[Records from a data source]
-*-*-
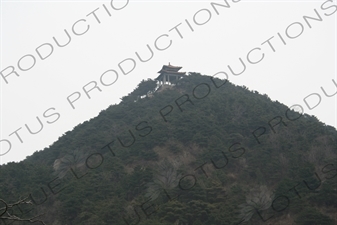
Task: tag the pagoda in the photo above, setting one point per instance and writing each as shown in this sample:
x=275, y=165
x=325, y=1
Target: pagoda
x=169, y=73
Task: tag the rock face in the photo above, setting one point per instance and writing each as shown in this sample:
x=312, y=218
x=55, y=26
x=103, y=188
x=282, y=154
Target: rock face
x=204, y=151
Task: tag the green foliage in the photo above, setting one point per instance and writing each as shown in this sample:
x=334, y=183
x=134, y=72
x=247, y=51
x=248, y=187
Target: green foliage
x=311, y=216
x=147, y=154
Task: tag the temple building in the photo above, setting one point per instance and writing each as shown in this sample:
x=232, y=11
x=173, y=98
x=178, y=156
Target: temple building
x=169, y=73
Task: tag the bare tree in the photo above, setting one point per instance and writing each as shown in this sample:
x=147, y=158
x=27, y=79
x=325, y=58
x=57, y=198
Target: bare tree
x=6, y=212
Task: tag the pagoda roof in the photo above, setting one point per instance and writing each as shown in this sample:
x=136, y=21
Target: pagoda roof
x=169, y=67
x=180, y=74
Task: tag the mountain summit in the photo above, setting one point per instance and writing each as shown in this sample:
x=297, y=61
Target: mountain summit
x=195, y=150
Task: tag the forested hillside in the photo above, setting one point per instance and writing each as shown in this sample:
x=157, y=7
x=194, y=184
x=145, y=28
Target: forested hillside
x=201, y=151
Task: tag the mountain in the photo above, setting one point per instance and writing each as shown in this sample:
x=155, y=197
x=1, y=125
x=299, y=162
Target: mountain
x=199, y=151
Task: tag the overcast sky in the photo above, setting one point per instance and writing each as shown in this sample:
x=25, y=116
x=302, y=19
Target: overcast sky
x=287, y=56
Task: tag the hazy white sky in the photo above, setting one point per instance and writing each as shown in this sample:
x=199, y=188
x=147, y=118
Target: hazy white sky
x=299, y=57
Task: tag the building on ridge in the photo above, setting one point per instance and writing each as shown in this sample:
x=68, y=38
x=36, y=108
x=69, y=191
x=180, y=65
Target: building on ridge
x=168, y=74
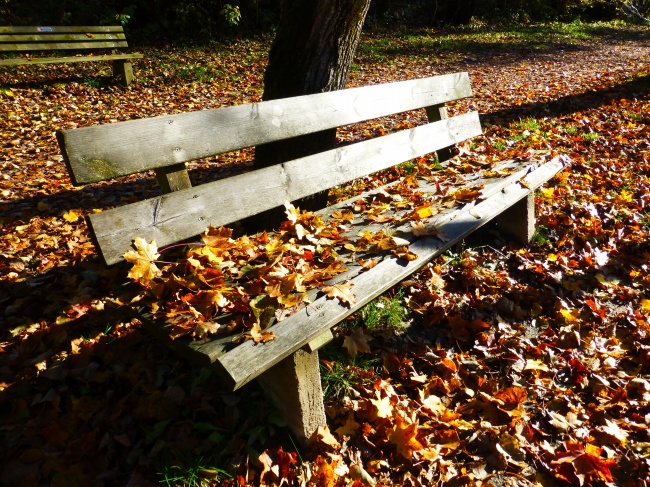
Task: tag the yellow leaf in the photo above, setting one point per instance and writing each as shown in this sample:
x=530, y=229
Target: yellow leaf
x=424, y=211
x=624, y=197
x=323, y=435
x=404, y=436
x=258, y=335
x=570, y=316
x=383, y=406
x=645, y=305
x=143, y=260
x=548, y=193
x=350, y=428
x=43, y=206
x=71, y=216
x=343, y=292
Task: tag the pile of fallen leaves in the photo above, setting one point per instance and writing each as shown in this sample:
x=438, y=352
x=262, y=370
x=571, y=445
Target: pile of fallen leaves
x=523, y=365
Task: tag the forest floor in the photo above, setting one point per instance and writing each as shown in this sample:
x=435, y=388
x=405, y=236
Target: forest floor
x=519, y=365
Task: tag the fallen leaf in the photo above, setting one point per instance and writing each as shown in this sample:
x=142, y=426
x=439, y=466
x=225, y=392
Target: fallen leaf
x=356, y=342
x=143, y=260
x=342, y=292
x=404, y=436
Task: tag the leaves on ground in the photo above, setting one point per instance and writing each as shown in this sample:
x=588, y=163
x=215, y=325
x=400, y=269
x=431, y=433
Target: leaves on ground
x=524, y=365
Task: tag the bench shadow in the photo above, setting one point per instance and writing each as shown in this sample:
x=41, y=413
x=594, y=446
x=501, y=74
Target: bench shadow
x=571, y=103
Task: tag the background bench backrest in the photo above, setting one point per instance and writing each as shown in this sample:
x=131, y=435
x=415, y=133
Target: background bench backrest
x=165, y=143
x=16, y=39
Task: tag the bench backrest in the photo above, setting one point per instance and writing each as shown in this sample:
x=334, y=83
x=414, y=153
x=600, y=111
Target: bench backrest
x=16, y=39
x=165, y=143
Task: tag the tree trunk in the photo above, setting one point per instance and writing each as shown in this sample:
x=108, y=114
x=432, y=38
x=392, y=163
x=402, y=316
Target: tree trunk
x=311, y=53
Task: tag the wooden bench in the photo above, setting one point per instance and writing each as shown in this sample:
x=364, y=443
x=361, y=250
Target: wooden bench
x=15, y=40
x=288, y=365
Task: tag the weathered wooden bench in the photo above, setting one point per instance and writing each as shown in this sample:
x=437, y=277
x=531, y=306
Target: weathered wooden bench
x=288, y=365
x=24, y=40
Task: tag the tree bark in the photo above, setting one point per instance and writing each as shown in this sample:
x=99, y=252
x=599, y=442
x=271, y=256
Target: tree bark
x=311, y=53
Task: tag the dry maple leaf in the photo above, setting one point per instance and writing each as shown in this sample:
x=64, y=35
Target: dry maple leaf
x=383, y=406
x=258, y=335
x=143, y=259
x=404, y=436
x=350, y=427
x=356, y=342
x=323, y=435
x=343, y=292
x=205, y=328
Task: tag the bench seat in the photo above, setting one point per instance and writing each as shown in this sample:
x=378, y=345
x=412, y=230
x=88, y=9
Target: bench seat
x=26, y=40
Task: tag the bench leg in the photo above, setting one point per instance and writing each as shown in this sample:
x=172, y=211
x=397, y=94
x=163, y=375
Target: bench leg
x=295, y=388
x=519, y=219
x=123, y=70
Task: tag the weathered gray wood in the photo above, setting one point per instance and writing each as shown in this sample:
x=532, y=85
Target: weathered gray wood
x=91, y=153
x=182, y=214
x=247, y=360
x=209, y=352
x=173, y=178
x=27, y=39
x=49, y=38
x=519, y=220
x=54, y=29
x=435, y=113
x=319, y=342
x=70, y=59
x=294, y=386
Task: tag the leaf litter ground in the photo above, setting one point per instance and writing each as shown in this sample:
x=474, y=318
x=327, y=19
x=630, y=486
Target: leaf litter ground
x=522, y=365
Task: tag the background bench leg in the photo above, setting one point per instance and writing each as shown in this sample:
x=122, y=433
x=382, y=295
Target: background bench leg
x=294, y=385
x=124, y=71
x=519, y=219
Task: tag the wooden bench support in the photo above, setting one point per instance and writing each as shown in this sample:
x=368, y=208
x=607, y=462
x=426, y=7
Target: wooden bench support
x=519, y=219
x=295, y=388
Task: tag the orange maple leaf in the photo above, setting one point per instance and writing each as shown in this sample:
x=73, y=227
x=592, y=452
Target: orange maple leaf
x=143, y=259
x=404, y=436
x=343, y=292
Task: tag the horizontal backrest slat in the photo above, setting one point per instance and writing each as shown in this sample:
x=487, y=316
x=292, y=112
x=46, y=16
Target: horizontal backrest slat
x=108, y=151
x=61, y=29
x=71, y=38
x=182, y=214
x=54, y=46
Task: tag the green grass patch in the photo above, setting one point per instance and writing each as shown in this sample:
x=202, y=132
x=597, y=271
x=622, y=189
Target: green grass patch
x=484, y=38
x=192, y=472
x=382, y=314
x=341, y=374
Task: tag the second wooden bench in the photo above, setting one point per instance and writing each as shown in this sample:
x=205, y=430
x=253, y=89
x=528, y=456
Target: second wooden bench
x=288, y=366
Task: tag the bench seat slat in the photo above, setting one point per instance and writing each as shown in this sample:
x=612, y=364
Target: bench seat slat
x=245, y=362
x=182, y=214
x=49, y=38
x=92, y=155
x=57, y=46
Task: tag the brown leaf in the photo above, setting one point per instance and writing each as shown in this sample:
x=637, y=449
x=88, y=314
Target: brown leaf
x=356, y=342
x=342, y=292
x=404, y=436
-*-*-
Pictures aside, retype all of the entries word for word.

Task: tag the pagoda in the photo above, setting one point per instance and writing each as shown in this sample:
x=275, y=165
x=325, y=1
Target: pagoda
x=169, y=73
Task: tag the rock face in the photo above, setting one point per instance and writing each as shown in this sample:
x=312, y=218
x=55, y=26
x=103, y=188
x=282, y=154
Target: rock face
x=204, y=151
Task: tag the green foliage in the photo above, setting one point per instance and writing each as shown in this sample:
x=334, y=183
x=134, y=72
x=247, y=51
x=248, y=187
Target: green foliage
x=311, y=216
x=147, y=154
Task: tag the temple building in the photo above, setting one point per instance and writing each as shown in this sample:
x=232, y=11
x=173, y=98
x=178, y=156
Target: temple building
x=169, y=73
Task: tag the bare tree in the photo above, setting one point per instance and writing each as shown in this sample:
x=147, y=158
x=27, y=79
x=325, y=58
x=57, y=198
Target: bare tree
x=6, y=212
Task: tag the pagoda roof in the photo above, setting one point per instance and writing each as shown in this sample:
x=136, y=21
Target: pagoda roof
x=169, y=67
x=180, y=74
Task: tag the mountain summit in the photo above, setting one point per instance and writing each as shown in this sample:
x=297, y=61
Target: mountain summit
x=195, y=150
Task: tag the forested hillside in the photo above, setting one point per instance and writing each as shown in this sample:
x=157, y=7
x=194, y=184
x=145, y=28
Target: forested hillside
x=201, y=151
Task: tag the mountain in the photo above, setting one point per instance and writing each as shown in this sample:
x=155, y=197
x=1, y=125
x=299, y=162
Target: mountain
x=199, y=151
Task: tag the overcast sky in the photo above, setting one point per instance and writing each as shown in this sample:
x=25, y=116
x=302, y=19
Target: overcast sky
x=287, y=56
Task: tag the hazy white sky in the photo above, setting one point per instance and writing each as shown in this sample:
x=199, y=188
x=147, y=118
Target: hazy white sky
x=299, y=57
Task: tag the building on ridge in the photo above, setting one point per instance and writing each as shown in this sample:
x=68, y=38
x=36, y=108
x=69, y=191
x=180, y=65
Target: building on ridge
x=168, y=74
Task: tag the yellow leaf in the photo above, setting one point per instance and writing each as shown in this sample:
x=530, y=229
Target: yellow leaf
x=424, y=211
x=624, y=197
x=323, y=435
x=404, y=436
x=258, y=335
x=570, y=316
x=383, y=406
x=645, y=305
x=143, y=260
x=548, y=193
x=350, y=428
x=43, y=206
x=71, y=216
x=343, y=292
Task: tag the pile of fallen leaves in the photo above, setting one point per instance and writing each as shown in this sample:
x=438, y=352
x=262, y=370
x=571, y=445
Target: pile of fallen leaves
x=523, y=365
Task: tag the forest floor in the photo above, setting one point per instance and writing each as shown in this sample:
x=435, y=388
x=405, y=236
Target: forest floor
x=519, y=365
Task: tag the fallen leaf in the photo above, setting one point per instance and writing each as shown in this sample:
x=142, y=426
x=439, y=466
x=225, y=392
Target: fallen leaf
x=356, y=342
x=143, y=260
x=342, y=292
x=404, y=436
Task: tag the leaves on ground in the photo above, setting one point per instance and writing each as shown in this sample:
x=588, y=163
x=215, y=325
x=400, y=269
x=431, y=433
Target: leaves on ground
x=524, y=365
Task: tag the bench shadow in the photo above, setting one point per instance and writing each as shown in this sample:
x=41, y=413
x=594, y=446
x=501, y=74
Target: bench shadow
x=571, y=103
Task: tag the background bench backrest in the photo above, setting one point per instance and writing each as shown in this sample:
x=131, y=435
x=415, y=133
Target: background bench backrest
x=165, y=143
x=16, y=39
Task: tag the bench backrest in the photo above, setting one point per instance and writing each as shown in this sample:
x=334, y=83
x=414, y=153
x=600, y=111
Target: bench backrest
x=16, y=39
x=165, y=143
Task: tag the tree trunk in the photo above, setting one point per instance and writing each as shown in this sample:
x=108, y=114
x=432, y=38
x=392, y=163
x=402, y=316
Target: tree trunk
x=311, y=53
Task: tag the wooden bench in the photo above, setting one point per instance and writing each as shown in this sample:
x=364, y=443
x=361, y=250
Target: wooden bench
x=15, y=40
x=288, y=365
Task: tag the weathered wooden bench in the photo above, setting one point per instance and writing each as shown in this sample:
x=437, y=277
x=531, y=306
Target: weathered wooden bench
x=288, y=365
x=24, y=40
Task: tag the tree bark in the photo above, setting one point per instance and writing each as shown in this sample:
x=99, y=252
x=599, y=442
x=271, y=256
Target: tree bark
x=311, y=53
Task: tag the dry maple leaf in the photo above, setting one point per instance and writing each as shown in this sample:
x=64, y=35
Target: dry maple leaf
x=383, y=406
x=258, y=335
x=143, y=259
x=404, y=436
x=350, y=427
x=356, y=342
x=323, y=435
x=343, y=292
x=205, y=328
Task: tag the bench seat in the photo above, setting one point per instance and writing each as shown in this sample:
x=378, y=345
x=412, y=230
x=88, y=9
Target: bench seat
x=26, y=40
Task: tag the bench leg in the photo above, setting one point per instance and writing each as shown in this sample:
x=172, y=211
x=397, y=94
x=163, y=375
Target: bench leg
x=295, y=388
x=519, y=219
x=123, y=70
Task: tag the weathered gray wood in the photo above, setting one point per instance and writing each as shown in this sample:
x=532, y=85
Target: weathered gray wood
x=91, y=153
x=182, y=214
x=247, y=360
x=209, y=352
x=173, y=178
x=27, y=39
x=49, y=38
x=519, y=220
x=54, y=29
x=435, y=113
x=319, y=342
x=70, y=59
x=294, y=386
Task: tag the leaf litter ground in the photo above, setting one point per instance and writing each as shown in this sample:
x=474, y=318
x=327, y=19
x=630, y=486
Target: leaf litter ground
x=522, y=365
Task: tag the background bench leg in the photo above, setting one point per instance and writing each as shown in this sample:
x=122, y=433
x=382, y=295
Target: background bench leg
x=294, y=385
x=124, y=71
x=519, y=219
Task: tag the wooden bench support in the photo above, setting one point per instance and writing each as shown in this sample:
x=368, y=208
x=607, y=462
x=426, y=7
Target: wooden bench support
x=519, y=219
x=295, y=388
Task: tag the orange maple leaf in the photo above, setting one point per instance and writing each as shown in this sample:
x=73, y=227
x=592, y=452
Target: orange maple leaf
x=143, y=259
x=404, y=436
x=343, y=292
Task: tag the horizontal backrest slat in the photo above, setting one point per instance and writing each as shown in this sample:
x=487, y=316
x=292, y=112
x=46, y=16
Target: horizontal backrest slat
x=108, y=151
x=61, y=29
x=71, y=38
x=182, y=214
x=54, y=46
Task: tag the green grass patch in the photo above, setting one point per instance and writing each as shown in this sample:
x=202, y=132
x=597, y=271
x=622, y=189
Target: green grass patch
x=484, y=38
x=192, y=472
x=382, y=314
x=341, y=374
Task: tag the second wooden bench in the photo above, setting one point per instance and writing each as shown in this sample:
x=205, y=430
x=253, y=89
x=528, y=456
Target: second wooden bench
x=288, y=366
Task: tag the bench seat slat in the photo above, setting one point per instance and writing each as shown in this sample:
x=612, y=364
Target: bench seat slat
x=245, y=362
x=182, y=214
x=49, y=38
x=92, y=155
x=57, y=46
Task: tag the brown leaf in the photo above, setting one point per instance and writing each as shown in this sample:
x=637, y=449
x=88, y=314
Target: brown leaf
x=356, y=342
x=342, y=292
x=404, y=436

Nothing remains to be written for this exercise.